Stored entries
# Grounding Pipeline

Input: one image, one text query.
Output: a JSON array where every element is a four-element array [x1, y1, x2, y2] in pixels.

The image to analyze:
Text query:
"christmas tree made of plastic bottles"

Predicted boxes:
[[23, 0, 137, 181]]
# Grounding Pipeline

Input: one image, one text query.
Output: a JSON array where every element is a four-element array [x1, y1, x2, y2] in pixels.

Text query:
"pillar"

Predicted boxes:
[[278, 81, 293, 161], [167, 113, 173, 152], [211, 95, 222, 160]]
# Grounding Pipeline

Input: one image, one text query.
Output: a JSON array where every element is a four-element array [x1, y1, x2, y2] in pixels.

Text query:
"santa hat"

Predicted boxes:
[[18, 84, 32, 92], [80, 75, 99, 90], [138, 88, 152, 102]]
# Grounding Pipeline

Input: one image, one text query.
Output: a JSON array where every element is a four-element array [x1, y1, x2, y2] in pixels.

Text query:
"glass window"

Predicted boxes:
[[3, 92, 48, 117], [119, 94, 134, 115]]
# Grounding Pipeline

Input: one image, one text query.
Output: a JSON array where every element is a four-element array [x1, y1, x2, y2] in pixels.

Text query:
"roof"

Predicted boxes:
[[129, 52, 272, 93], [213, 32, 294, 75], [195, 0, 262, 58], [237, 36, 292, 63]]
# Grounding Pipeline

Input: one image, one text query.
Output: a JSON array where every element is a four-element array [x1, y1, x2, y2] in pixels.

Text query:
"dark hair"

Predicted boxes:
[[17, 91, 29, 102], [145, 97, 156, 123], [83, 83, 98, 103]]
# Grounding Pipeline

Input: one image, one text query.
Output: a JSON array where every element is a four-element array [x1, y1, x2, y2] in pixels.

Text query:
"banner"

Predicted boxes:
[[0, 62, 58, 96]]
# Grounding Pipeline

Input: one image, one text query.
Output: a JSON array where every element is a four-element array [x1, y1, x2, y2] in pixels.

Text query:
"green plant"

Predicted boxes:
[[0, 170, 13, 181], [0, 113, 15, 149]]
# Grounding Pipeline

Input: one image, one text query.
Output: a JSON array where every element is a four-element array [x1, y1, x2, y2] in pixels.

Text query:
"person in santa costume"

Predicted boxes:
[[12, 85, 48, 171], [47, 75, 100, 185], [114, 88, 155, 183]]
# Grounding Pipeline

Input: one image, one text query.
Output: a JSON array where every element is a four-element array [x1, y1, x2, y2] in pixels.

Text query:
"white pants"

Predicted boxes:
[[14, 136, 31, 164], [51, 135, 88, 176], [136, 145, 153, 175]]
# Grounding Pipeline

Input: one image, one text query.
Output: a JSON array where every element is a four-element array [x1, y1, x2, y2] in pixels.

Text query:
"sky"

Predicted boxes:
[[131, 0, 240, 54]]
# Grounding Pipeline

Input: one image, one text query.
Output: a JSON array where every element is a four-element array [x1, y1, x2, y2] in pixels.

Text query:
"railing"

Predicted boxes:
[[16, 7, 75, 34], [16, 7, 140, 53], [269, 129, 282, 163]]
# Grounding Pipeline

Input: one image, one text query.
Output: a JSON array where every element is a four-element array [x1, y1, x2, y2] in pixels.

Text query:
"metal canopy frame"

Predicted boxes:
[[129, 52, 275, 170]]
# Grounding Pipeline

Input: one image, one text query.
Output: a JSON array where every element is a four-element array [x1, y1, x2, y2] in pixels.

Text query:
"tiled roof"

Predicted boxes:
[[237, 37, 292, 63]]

• **Problem to solve**: Convert the entries above into a two-column CSV with the header row "request,response": each row holds one entry's full text and its answer, each in a single quoted field with line breaks replaced by spaces.

• **Task response**:
request,response
"# Grounding Pipeline Input: one image, one text query. Output: a JSON array where every element is a four-element array [x1, y1, x2, y2] in pixels. The image to analyze: Text query: ""christmas tree made of plastic bottles"" Predicted boxes:","[[23, 0, 137, 181]]"
"# Grounding Pipeline Input: one image, one text query. Output: a JSON array where every element is a four-element array [x1, y1, x2, y2] in pixels. Text query: ""pillar"" Predicted boxes:","[[278, 81, 293, 161], [167, 113, 173, 152], [211, 95, 222, 160]]"
"# Grounding Pipeline Input: one image, one text query. Output: a JSON array where every element is a four-element array [x1, y1, x2, y2] in pixels. Text query: ""santa hat"" Predicted boxes:","[[18, 84, 32, 92], [80, 75, 99, 90], [138, 88, 152, 102]]"
"# Grounding Pipeline Input: one image, one text query. Output: a JSON array where every element is a four-element array [x1, y1, x2, y2] in pixels. Text query: ""glass window"" Predicted boxes:","[[3, 92, 48, 117], [119, 94, 134, 115]]"
"# Grounding Pipeline Input: one image, one text query. Output: a JSON array where every element is a four-element array [x1, y1, x2, y2] in pixels. Text query: ""roof"" Predicted boxes:","[[129, 52, 272, 93], [213, 32, 294, 75], [195, 0, 262, 58], [237, 36, 292, 63]]"
"# Grounding Pipeline Input: one image, one text query. Output: a JSON array where every element is a four-element array [x1, y1, x2, y2] in pixels. Text query: ""dark hair"" Predicted boxes:","[[17, 91, 29, 102], [145, 97, 156, 123], [83, 83, 98, 103]]"
"# Grounding Pipeline Input: one image, one text query. Output: a JSON array where every element is a four-element array [x1, y1, x2, y2] in pixels. Text query: ""banner"" Predicted boxes:","[[0, 62, 58, 96]]"
"# Grounding Pipeline Input: one image, one text query. Output: a JSON array where every element is a four-element array [x1, y1, x2, y2] in pixels. Text query: ""green plant"" Predicted boxes:","[[0, 170, 13, 181], [0, 113, 15, 149]]"
"# Grounding Pipeline Input: one image, one text query. Output: a JSON array where every element is a four-element array [x1, y1, x2, y2] in pixels. Text query: ""person in santa costume"" Predicted boxes:","[[12, 85, 48, 171], [47, 75, 100, 185], [114, 88, 155, 183]]"
"# Grounding Pipeline Input: one image, one text query. Output: a JSON array where every element is a four-element array [x1, y1, x2, y2] in pixels. Text query: ""white pants"" Predicted boxes:","[[14, 136, 31, 164], [51, 135, 88, 176], [136, 145, 153, 175]]"
"# Grounding Pipeline Input: one image, one text query. Output: a JSON array where every element is a four-element array [x1, y1, x2, y2] in pixels. Text query: ""sky"" Predicted boxes:","[[131, 0, 240, 54]]"
"# Grounding Pipeline Input: one image, one text query. Output: a JSON array where every element is a four-element array [x1, y1, x2, y2] in pixels. Text query: ""railing"" Predicted boxes:","[[16, 7, 75, 34], [16, 7, 140, 53], [269, 129, 282, 163]]"
"# Grounding Pipeline Input: one image, one text query. Output: a JSON array where every element is a four-element array [x1, y1, x2, y2] in pixels. Text query: ""metal canopy frame"" Predicted boxes:","[[129, 52, 275, 170]]"
"# Grounding Pipeline Input: one image, one text query. Output: a JSON array where every element is a four-element array [x1, y1, x2, y2] in pixels. Text query: ""tiled roof"" Predicted boxes:","[[237, 37, 292, 63]]"